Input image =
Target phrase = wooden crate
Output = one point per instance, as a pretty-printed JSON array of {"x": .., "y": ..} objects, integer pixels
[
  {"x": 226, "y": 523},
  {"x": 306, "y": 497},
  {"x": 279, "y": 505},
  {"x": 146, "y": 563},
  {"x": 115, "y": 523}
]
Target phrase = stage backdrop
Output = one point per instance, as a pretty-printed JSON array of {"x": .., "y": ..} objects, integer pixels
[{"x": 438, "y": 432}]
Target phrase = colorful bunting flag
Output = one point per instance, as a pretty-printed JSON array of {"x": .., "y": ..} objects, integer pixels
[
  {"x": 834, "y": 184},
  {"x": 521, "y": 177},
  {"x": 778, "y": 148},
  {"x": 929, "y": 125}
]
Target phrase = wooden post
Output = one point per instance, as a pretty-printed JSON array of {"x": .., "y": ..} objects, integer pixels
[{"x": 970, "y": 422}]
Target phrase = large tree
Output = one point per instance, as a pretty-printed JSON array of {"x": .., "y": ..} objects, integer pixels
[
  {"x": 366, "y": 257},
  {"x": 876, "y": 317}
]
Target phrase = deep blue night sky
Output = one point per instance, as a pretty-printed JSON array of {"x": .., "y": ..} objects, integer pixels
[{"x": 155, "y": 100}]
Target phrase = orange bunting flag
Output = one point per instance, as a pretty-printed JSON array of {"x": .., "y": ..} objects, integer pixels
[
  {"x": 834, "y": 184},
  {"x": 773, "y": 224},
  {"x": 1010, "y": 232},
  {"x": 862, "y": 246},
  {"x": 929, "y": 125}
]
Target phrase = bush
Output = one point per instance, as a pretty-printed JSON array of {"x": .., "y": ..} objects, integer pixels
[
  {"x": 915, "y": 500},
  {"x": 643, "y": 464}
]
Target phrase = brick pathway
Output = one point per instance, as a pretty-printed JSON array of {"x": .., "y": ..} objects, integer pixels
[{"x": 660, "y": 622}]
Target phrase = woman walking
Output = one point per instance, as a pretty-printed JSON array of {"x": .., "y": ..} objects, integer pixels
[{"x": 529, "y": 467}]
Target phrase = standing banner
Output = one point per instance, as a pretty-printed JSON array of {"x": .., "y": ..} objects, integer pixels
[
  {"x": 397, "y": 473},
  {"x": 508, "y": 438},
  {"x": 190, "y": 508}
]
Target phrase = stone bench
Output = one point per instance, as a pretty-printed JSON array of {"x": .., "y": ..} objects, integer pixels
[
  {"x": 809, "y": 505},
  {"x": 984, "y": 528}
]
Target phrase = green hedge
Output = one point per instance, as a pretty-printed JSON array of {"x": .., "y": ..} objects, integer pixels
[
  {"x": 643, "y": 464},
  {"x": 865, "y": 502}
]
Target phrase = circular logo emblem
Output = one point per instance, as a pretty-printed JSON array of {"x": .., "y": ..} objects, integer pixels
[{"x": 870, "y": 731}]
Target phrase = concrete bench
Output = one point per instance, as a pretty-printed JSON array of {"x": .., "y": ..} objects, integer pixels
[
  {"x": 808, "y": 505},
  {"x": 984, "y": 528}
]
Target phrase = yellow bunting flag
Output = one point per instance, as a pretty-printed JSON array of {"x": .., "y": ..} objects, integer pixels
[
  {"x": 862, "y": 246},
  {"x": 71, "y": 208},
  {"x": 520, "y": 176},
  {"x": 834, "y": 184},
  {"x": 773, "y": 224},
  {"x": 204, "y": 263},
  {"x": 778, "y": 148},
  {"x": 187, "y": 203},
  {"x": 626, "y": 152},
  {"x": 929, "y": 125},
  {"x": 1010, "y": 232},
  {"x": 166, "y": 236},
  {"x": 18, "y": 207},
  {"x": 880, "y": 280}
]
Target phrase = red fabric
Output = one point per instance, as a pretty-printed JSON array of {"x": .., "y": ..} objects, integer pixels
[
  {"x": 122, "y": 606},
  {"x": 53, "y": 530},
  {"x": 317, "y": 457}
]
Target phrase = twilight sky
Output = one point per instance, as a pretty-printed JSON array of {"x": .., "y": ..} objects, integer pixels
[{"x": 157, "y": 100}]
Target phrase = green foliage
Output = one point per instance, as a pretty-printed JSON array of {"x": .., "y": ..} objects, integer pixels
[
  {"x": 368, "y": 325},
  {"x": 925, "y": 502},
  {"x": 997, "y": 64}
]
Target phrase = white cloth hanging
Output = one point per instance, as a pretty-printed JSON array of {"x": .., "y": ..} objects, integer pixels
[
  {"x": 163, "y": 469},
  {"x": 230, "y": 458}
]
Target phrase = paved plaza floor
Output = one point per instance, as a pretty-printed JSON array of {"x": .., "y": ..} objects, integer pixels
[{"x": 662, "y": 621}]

--

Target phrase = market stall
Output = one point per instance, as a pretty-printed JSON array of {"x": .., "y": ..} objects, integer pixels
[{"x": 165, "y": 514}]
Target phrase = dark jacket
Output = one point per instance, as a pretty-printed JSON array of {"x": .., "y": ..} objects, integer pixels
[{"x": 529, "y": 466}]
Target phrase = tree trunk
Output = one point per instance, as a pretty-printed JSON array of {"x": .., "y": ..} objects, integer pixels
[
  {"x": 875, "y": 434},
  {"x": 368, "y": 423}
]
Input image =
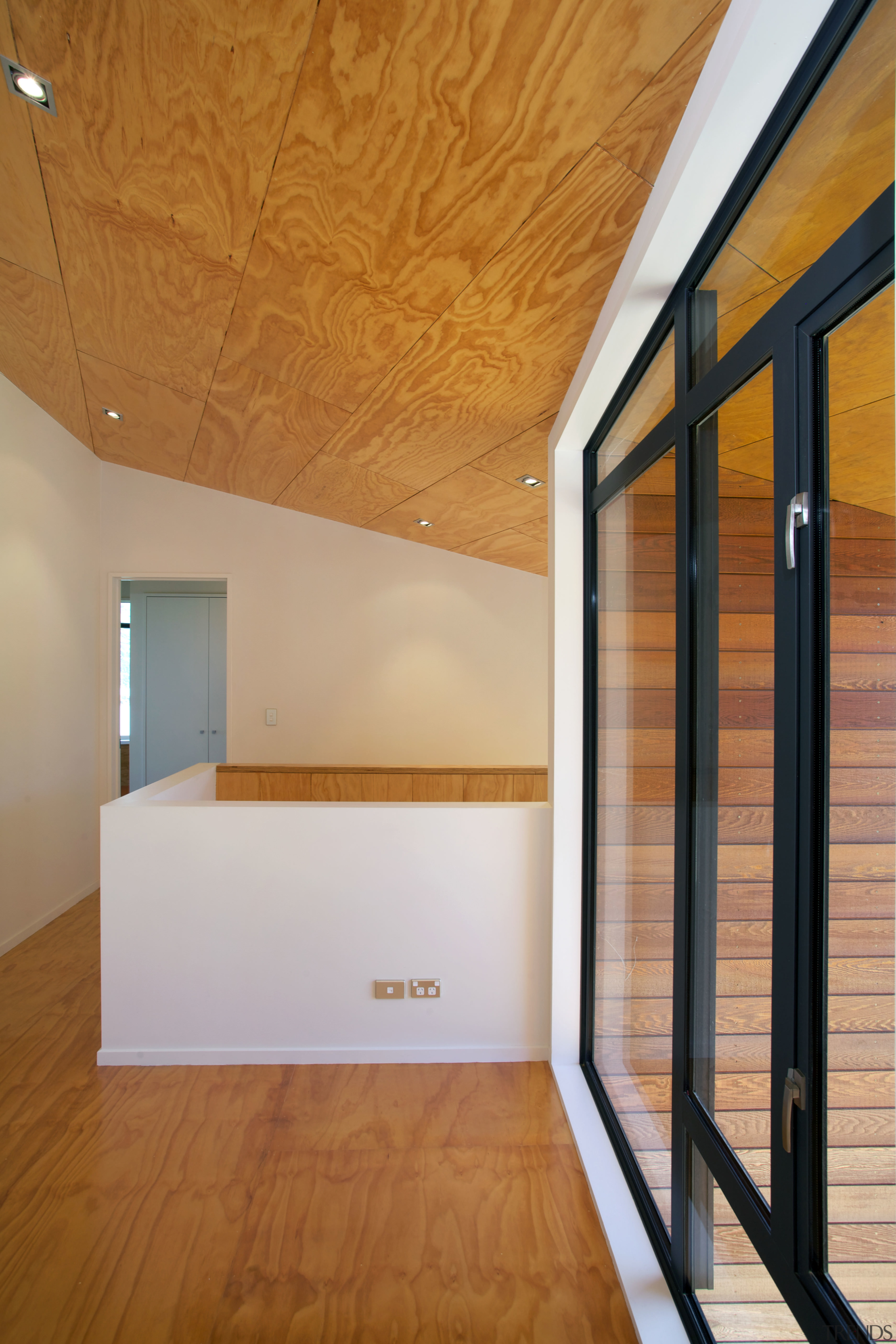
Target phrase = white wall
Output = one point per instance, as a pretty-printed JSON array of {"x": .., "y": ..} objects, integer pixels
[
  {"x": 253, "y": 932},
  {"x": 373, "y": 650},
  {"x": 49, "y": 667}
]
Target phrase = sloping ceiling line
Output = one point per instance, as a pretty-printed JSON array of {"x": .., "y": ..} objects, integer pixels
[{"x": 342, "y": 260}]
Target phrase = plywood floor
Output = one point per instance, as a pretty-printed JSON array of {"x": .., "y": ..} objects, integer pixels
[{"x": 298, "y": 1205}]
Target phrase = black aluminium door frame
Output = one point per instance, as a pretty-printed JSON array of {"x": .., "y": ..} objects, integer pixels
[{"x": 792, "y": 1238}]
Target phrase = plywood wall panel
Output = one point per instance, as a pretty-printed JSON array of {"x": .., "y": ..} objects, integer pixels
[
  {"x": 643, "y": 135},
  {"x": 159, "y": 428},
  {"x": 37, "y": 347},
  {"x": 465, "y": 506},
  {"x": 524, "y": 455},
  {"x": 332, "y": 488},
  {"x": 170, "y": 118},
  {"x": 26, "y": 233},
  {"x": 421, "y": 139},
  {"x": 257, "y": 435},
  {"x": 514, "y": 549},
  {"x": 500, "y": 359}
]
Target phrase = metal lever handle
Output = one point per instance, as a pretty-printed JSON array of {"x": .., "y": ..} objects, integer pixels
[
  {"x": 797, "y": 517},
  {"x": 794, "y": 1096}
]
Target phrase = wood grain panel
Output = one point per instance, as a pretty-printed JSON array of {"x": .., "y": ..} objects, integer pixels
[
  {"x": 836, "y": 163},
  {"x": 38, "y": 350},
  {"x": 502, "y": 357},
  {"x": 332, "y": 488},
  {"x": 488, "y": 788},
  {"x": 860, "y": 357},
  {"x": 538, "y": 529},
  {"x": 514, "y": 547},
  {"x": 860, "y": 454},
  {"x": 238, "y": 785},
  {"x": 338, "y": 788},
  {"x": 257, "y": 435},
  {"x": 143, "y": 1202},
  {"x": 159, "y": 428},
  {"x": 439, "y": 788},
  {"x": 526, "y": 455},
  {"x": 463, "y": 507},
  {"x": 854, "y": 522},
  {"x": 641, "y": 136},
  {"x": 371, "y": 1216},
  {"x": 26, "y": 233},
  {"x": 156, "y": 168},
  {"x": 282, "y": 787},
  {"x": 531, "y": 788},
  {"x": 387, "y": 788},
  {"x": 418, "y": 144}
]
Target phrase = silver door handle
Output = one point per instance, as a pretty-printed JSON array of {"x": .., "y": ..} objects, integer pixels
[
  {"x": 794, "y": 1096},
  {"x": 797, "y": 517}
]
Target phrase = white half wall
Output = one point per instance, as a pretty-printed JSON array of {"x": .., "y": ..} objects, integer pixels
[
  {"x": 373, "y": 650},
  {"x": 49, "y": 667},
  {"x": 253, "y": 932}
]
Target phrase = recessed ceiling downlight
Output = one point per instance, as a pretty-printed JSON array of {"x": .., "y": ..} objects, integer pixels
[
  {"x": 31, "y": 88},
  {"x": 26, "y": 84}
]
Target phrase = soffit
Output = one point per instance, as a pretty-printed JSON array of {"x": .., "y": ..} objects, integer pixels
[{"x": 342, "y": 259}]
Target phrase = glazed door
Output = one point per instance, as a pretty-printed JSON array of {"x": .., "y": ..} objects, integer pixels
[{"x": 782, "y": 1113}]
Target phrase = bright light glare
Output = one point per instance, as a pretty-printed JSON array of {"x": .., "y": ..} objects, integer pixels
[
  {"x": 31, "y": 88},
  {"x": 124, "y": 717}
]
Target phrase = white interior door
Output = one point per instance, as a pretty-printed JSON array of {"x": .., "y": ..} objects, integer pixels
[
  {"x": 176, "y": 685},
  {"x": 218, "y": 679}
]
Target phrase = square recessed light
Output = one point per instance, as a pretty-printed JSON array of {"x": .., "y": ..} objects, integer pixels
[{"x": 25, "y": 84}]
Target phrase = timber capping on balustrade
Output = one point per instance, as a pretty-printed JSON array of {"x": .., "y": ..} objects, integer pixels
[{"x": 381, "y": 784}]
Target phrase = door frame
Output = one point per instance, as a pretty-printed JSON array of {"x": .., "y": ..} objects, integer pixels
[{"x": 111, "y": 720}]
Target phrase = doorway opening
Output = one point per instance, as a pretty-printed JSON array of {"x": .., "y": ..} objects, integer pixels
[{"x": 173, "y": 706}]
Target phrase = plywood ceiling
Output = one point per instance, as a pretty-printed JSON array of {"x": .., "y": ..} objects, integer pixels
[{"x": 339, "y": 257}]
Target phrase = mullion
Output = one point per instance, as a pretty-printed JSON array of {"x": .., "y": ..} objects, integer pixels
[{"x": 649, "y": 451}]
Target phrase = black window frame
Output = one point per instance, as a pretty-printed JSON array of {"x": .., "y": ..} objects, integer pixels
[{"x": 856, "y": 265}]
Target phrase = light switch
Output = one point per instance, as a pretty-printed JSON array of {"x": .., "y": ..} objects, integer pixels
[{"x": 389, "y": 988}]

--

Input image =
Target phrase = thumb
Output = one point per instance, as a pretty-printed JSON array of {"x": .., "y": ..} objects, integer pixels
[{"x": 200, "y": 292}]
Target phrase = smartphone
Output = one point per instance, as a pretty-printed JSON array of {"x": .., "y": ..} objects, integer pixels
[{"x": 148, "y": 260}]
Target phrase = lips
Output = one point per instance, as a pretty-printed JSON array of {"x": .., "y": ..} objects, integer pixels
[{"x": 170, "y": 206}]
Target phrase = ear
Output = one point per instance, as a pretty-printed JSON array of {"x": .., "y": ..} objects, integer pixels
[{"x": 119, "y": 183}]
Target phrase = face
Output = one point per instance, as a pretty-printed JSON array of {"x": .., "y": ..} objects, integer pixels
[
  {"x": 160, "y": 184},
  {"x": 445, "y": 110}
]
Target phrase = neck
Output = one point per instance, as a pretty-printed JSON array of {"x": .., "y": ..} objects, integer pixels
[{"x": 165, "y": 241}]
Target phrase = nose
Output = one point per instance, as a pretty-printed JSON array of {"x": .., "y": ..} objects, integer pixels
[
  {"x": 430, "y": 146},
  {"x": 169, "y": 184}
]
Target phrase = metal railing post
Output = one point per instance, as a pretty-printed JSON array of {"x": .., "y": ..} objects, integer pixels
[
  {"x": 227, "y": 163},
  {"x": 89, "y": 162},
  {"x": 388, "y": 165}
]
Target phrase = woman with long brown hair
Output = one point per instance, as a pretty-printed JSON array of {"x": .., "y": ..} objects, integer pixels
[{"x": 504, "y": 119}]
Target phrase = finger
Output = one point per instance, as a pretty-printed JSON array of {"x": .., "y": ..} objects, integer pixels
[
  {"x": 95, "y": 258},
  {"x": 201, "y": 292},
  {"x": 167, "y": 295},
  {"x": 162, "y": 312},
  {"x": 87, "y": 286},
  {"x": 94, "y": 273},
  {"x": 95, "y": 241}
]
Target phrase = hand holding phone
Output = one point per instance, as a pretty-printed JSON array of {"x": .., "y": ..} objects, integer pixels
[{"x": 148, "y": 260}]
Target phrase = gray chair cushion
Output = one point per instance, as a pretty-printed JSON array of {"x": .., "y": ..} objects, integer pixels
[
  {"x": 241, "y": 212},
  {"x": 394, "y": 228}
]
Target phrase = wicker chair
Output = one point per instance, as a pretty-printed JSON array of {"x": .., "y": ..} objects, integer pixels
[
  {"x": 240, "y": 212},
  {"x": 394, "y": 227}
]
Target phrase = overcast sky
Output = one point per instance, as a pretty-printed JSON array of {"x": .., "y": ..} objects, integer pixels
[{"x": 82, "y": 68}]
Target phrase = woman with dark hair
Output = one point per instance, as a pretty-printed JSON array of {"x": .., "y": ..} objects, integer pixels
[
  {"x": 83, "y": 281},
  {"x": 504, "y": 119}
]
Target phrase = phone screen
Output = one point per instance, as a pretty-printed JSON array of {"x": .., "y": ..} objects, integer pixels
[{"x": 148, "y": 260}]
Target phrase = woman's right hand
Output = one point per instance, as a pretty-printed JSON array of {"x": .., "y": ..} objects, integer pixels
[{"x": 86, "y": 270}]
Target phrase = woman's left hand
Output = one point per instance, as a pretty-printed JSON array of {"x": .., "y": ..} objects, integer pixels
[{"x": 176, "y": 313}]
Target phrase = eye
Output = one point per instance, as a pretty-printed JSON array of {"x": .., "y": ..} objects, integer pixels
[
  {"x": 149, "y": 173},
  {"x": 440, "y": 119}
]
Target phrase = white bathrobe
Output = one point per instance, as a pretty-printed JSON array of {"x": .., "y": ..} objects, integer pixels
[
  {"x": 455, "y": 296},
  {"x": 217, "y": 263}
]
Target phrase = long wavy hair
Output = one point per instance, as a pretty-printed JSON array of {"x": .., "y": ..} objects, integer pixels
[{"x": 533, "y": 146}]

- **Task to complete**:
In the records above, find every line with the word "chair" and copy it.

- **Result of the task**:
Target phrase = gray chair cushion
Target phrase = wicker chair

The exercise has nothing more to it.